Your task
For the data below, give again exactly the lines from the one containing "positive clicks: (543, 693)" through the one containing "462L319 612L370 665L543", both ends included, and no others.

Entries provided

--------

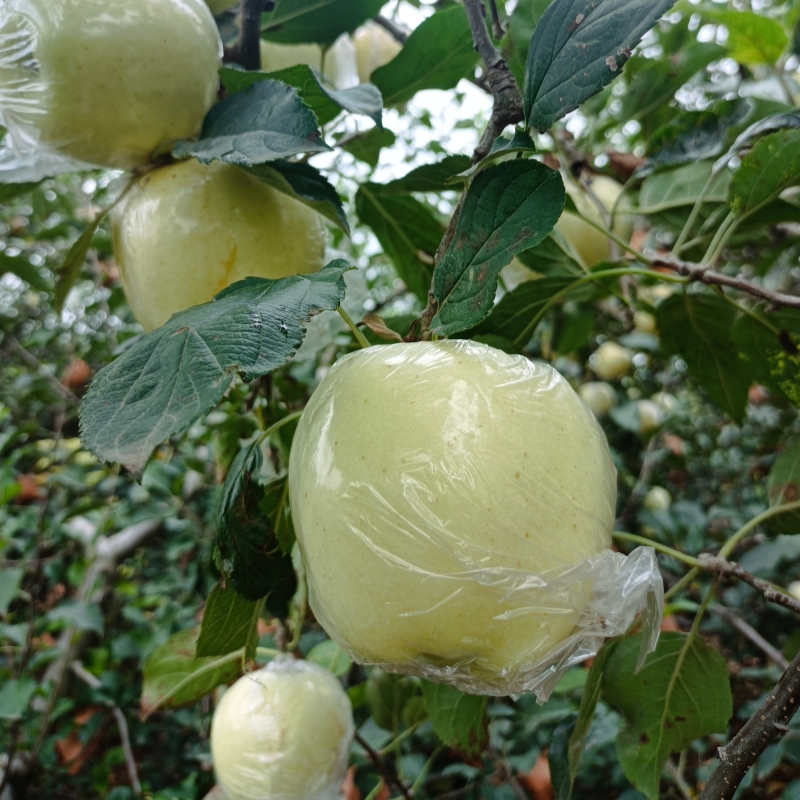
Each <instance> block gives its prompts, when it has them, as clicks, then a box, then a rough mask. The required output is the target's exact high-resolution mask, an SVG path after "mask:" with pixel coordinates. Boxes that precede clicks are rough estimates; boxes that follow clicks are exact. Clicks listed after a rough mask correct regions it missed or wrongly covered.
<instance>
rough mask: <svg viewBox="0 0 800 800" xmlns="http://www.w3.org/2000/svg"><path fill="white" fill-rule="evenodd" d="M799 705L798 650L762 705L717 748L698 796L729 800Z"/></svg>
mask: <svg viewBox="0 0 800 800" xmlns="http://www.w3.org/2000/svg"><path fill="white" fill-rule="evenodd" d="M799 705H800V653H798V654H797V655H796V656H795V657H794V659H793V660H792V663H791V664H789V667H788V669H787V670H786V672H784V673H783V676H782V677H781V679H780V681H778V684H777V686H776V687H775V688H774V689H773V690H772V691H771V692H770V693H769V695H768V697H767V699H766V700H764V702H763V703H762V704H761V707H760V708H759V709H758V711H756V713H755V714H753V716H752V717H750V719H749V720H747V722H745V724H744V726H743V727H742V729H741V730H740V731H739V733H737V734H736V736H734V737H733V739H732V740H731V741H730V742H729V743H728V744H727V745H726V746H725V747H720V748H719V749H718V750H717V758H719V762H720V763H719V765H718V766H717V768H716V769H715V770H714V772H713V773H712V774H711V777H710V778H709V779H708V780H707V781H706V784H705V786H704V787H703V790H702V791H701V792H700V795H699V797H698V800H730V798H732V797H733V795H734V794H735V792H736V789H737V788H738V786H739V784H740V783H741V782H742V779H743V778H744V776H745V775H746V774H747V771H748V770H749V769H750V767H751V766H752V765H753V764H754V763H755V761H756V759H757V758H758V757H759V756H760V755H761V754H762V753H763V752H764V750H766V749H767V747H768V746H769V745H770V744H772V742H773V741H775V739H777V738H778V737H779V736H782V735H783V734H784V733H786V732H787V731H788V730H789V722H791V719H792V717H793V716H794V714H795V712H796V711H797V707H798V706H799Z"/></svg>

--------

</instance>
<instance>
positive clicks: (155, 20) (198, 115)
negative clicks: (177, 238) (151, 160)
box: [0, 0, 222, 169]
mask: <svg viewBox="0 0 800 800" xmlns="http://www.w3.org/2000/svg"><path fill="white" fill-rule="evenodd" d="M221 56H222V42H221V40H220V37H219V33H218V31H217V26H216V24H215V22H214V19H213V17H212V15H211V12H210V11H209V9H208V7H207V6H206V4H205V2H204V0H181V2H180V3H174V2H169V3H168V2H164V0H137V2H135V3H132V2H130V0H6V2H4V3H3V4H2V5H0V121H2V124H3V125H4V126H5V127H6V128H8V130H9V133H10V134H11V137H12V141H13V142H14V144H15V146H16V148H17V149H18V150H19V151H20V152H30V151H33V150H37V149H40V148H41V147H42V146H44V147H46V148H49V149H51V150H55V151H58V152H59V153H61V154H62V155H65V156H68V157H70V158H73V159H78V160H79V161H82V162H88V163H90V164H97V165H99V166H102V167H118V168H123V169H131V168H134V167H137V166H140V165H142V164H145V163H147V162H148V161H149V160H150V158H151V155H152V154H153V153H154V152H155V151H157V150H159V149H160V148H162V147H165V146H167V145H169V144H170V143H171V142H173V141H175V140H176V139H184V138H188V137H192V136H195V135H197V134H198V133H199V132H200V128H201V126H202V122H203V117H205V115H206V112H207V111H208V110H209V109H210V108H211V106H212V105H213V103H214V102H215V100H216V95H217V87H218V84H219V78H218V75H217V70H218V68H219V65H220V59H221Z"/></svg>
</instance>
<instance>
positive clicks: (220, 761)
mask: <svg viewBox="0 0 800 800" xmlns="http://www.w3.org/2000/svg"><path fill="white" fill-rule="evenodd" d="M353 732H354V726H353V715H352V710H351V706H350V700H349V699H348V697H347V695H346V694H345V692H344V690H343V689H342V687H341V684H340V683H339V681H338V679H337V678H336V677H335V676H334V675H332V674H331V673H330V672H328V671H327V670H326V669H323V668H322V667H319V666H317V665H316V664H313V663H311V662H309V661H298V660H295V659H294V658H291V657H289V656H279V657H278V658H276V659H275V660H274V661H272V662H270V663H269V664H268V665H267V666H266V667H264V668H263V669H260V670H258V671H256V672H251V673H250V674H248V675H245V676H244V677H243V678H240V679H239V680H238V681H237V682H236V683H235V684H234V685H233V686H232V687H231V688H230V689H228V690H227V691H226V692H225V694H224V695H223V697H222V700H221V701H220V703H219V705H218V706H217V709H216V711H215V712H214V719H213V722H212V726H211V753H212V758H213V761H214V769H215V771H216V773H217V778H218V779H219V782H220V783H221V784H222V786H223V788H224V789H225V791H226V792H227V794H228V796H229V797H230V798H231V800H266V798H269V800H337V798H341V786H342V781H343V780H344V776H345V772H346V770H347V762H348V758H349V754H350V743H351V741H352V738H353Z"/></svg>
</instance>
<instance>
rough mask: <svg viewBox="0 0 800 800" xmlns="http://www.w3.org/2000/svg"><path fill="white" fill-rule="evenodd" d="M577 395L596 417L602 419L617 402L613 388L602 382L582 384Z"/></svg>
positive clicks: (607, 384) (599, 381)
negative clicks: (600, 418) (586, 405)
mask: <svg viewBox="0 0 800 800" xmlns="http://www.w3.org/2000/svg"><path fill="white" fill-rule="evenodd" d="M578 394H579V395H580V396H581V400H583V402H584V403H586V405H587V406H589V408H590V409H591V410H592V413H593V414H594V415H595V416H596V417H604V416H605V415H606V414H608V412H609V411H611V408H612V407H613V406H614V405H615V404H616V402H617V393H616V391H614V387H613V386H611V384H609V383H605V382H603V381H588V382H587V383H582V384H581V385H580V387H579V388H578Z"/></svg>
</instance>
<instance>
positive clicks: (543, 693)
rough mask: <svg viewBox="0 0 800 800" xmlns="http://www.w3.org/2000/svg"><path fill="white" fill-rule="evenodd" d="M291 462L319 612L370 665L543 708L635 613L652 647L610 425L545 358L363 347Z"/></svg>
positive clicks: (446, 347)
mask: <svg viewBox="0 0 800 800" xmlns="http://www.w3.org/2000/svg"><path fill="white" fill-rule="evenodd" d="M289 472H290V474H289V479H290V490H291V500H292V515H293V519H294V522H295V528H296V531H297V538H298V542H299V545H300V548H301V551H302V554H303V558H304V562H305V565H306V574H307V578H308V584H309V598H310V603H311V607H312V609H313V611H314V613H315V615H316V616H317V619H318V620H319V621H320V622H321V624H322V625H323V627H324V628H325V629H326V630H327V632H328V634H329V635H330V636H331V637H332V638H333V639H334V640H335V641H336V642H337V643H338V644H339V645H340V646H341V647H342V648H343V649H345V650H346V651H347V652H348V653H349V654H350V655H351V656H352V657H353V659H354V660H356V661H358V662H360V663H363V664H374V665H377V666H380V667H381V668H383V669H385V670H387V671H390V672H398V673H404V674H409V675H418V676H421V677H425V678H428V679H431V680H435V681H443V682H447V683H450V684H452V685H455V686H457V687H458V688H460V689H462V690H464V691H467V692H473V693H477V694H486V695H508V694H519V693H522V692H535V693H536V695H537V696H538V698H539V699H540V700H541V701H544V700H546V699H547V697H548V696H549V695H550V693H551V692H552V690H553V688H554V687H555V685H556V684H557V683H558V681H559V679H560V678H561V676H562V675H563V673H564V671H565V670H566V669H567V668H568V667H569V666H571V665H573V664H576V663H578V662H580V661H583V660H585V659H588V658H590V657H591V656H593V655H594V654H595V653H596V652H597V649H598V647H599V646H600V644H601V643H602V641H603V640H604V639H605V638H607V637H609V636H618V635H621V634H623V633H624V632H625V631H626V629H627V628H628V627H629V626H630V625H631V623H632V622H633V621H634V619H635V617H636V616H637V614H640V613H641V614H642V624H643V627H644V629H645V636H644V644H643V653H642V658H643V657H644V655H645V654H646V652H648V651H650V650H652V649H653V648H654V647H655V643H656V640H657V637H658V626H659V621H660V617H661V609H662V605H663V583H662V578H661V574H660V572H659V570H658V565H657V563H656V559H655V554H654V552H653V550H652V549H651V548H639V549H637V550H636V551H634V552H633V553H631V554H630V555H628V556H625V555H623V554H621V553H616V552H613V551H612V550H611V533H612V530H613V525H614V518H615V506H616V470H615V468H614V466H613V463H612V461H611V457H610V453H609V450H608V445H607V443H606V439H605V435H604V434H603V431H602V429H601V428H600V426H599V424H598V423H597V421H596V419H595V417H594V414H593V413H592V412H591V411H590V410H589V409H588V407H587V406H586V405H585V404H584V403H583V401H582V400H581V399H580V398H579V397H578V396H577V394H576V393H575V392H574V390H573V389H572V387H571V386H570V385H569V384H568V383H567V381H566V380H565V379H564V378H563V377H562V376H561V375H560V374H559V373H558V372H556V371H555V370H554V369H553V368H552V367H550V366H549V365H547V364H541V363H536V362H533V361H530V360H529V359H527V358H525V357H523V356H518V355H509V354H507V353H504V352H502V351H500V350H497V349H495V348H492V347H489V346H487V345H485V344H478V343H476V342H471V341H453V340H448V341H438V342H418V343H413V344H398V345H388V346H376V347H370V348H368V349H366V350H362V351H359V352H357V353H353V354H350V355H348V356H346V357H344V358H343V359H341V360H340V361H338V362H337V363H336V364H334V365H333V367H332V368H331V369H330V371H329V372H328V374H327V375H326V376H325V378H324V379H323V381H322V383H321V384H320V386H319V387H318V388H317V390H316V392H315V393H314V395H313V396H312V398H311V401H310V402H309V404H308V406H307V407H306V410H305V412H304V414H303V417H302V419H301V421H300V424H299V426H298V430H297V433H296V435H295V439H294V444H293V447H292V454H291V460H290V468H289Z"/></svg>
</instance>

--------

Solution to this task
positive clicks: (543, 693)
rough mask: <svg viewBox="0 0 800 800" xmlns="http://www.w3.org/2000/svg"><path fill="white" fill-rule="evenodd" d="M291 462L319 612L370 665L543 708L635 613L652 647L610 425L545 358L363 347Z"/></svg>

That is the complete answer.